-- GIVEN INSTRUCTION --
Every entry that follows should be repeated exactly; drop the images.

Object point labels
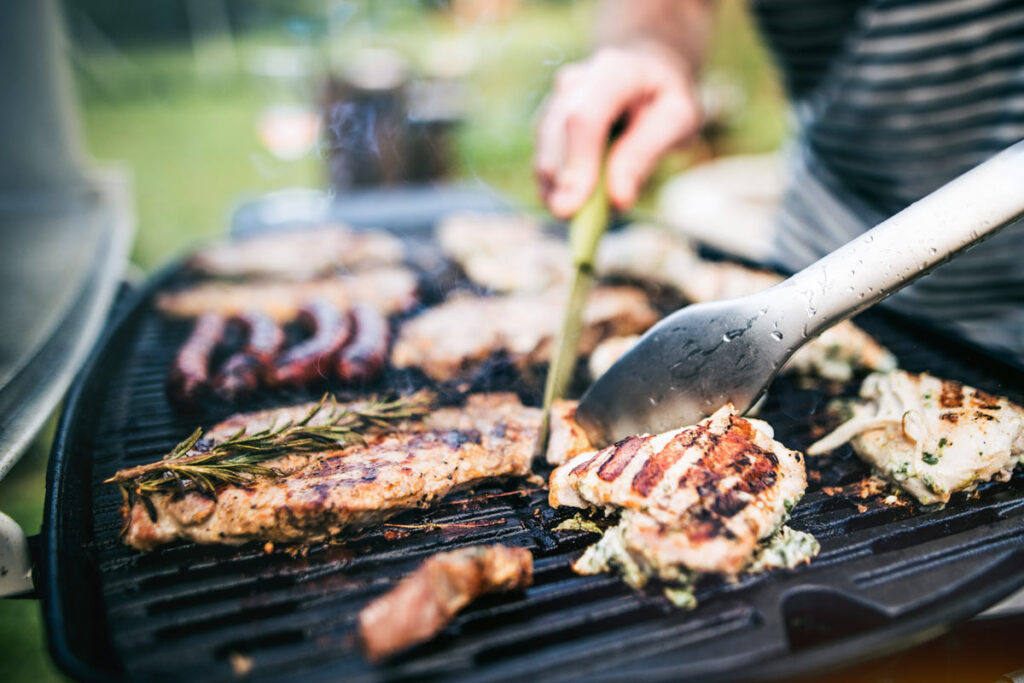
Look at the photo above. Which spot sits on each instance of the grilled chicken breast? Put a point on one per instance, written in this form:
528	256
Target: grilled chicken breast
454	339
931	436
427	599
318	495
693	500
300	254
389	290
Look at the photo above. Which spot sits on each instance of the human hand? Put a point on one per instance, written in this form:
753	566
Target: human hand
648	87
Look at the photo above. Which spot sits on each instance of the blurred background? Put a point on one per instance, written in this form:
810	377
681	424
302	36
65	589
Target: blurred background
210	102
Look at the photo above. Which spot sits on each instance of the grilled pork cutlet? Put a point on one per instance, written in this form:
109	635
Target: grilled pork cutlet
389	290
427	599
299	255
693	500
454	339
932	437
323	494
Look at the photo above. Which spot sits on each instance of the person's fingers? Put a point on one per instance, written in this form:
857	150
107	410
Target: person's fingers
591	108
654	127
549	135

-- TASK RESPONSE --
Look at the photo above. Which spot sits on each instance of the grilled chicken breast? Put a point on one per instance, written in this form:
528	256
Target: grilled chicken breast
454	339
931	436
427	599
318	495
693	500
300	254
389	290
Look at the photo above. Which spot sits on each instance of the human hand? Put a point on one per instance, written in this form:
753	566
Target: human hand
648	87
Look at the photo above. Which spot sits on each instance of the blurred background? Put a point on one per instance, written in this form:
810	377
681	424
302	36
65	589
Target: blurred background
210	102
Look at the photo above. Which spot sits on each instance of the grilled pork cutlet? Put a point on one per instance, written in this form:
109	635
Target: grilled pork cutlet
389	290
427	599
299	255
693	500
454	339
932	437
323	494
Look at the photo above. Which spot sits on each instance of the person's fingers? Put a point on one per instance, written in this form:
857	150
107	410
Target: person's fingers
591	108
654	127
549	135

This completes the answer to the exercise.